(TASK STATEMENT)
Rewrite all the records below, putting "shelf-layout planner" in place of "stock-layout planner" everywhere it appears and changing nothing else.
START
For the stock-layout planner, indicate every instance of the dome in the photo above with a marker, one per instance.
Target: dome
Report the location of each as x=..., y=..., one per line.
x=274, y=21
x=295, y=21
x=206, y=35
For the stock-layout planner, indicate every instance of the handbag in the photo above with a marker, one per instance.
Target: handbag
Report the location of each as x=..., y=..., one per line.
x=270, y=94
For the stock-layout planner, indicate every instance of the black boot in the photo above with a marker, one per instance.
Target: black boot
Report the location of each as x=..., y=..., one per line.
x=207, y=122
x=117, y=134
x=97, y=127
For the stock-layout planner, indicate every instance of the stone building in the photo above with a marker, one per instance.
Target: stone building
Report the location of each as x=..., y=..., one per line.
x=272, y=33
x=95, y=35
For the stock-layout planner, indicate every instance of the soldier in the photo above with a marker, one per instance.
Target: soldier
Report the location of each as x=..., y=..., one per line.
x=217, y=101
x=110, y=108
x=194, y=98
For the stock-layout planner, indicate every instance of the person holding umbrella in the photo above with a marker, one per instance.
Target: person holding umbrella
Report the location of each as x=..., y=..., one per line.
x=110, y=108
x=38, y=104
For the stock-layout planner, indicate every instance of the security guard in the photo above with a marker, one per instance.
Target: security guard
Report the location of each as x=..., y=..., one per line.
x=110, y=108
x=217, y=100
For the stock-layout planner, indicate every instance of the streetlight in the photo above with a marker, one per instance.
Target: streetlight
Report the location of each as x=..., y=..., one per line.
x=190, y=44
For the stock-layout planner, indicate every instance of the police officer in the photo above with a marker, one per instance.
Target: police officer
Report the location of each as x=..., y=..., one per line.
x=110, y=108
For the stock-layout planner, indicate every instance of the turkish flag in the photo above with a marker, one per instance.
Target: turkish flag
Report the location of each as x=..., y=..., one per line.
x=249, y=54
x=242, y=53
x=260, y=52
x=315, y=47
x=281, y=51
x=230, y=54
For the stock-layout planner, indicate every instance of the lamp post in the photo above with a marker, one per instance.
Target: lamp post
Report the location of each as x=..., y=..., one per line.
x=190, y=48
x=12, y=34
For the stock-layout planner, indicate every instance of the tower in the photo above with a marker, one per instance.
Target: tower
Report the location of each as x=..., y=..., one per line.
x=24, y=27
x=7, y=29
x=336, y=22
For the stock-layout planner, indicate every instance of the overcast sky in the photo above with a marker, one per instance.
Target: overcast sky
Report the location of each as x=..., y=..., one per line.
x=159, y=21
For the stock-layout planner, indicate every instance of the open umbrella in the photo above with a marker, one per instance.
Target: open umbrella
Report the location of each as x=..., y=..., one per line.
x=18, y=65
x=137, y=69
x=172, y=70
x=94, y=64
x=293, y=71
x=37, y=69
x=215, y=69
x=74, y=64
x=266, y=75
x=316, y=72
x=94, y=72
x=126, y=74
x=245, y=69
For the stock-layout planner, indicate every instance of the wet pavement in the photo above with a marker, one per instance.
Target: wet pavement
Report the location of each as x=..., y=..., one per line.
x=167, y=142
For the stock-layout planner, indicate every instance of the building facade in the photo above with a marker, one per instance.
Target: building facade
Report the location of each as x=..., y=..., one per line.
END
(SOLUTION FOR THIS PROBLEM)
For the shelf-layout planner, indicate every instance of the dome in the photo above with a marker, one per instance.
Target: dome
Report the location of each as x=..., y=..., one per line.
x=274, y=21
x=295, y=21
x=206, y=35
For the shelf-layout planner, indicate every instance of the handbag in the photo above with a marker, one per instance.
Target: handbag
Report the location of each as x=..., y=..., one per line.
x=270, y=94
For the shelf-layout planner, indicate every instance of the black boot in the photo above with a marker, one per instance.
Target: black boot
Report the location of each as x=..., y=..., one per line.
x=207, y=122
x=117, y=134
x=97, y=127
For the shelf-layout planner, indicate every instance of the stone building in the photo above with a marker, one per instance.
Target: stone building
Report the location of each as x=..., y=..., one per line.
x=272, y=33
x=95, y=35
For the shelf-layout planner, indicate every instance of the soldier in the photo above with a marker, one per instance.
Target: soldier
Report the location of each as x=..., y=..., one per line.
x=217, y=101
x=110, y=108
x=194, y=98
For the shelf-layout planner, indicate every instance of the person holding umbrella in the photo above with a marker, one per instance.
Target: person holding umbrella
Report the location of each as x=..., y=..., one per line.
x=110, y=108
x=38, y=104
For the shelf-layout planner, indicate every instance of the security guard in the photo above with a marker, one per instance.
Target: security guard
Report the location of each as x=..., y=..., one per line.
x=110, y=108
x=217, y=100
For the shelf-layout planner, indicate every instance of the streetlight in the photo above with a marker, one per instance.
Target: streetlight
Report the location of each as x=..., y=..., one per line.
x=190, y=44
For the shelf-layout planner, indicate every instance of the police officer in the photo above with a marker, one per instance.
Target: police officer
Report the location of each as x=..., y=..., one per line.
x=110, y=108
For the shelf-layout planner, indicate every instance of the turkish flag in the photo above with a marker, one per instance.
Target: turkish flag
Report the location of each as x=..., y=..., one per line.
x=249, y=54
x=242, y=53
x=260, y=52
x=315, y=47
x=281, y=51
x=230, y=54
For the shelf-layout planner, indicate every instance of the lamp post in the photo above with a marker, one per instance.
Target: lamp post
Report the location of each as x=..., y=..., one per line.
x=190, y=48
x=12, y=34
For the shelf-layout planner, indicate every instance of the tower in the photo above with a marker, one per instance.
Target: tower
Report the location of each as x=..., y=..., one per line.
x=24, y=27
x=7, y=29
x=336, y=22
For the shelf-layout planner, indicate every instance of the overcast sky in the photo above with a marker, one per instance.
Target: overcast sky
Report the location of each as x=..., y=..., one per line.
x=159, y=21
For the shelf-layout planner, indicate every instance of the open umbrella in the photo above with a marker, one per instance.
Target: open umbrella
Report the location of each as x=..., y=..., one per line.
x=18, y=65
x=137, y=69
x=172, y=70
x=94, y=64
x=293, y=71
x=37, y=69
x=215, y=69
x=74, y=64
x=266, y=75
x=316, y=72
x=94, y=72
x=126, y=74
x=245, y=69
For the shelf-layout planner, indicate every instance of the wet pavement in the photo above with a marker, one per instance.
Target: wet pavement
Report the location of each as x=..., y=..., one per line.
x=167, y=142
For the shelf-layout planner, indicate every instance of the building facade in the photo above with a marker, one per instance.
Target: building facade
Report the location of each as x=..., y=..., one per line.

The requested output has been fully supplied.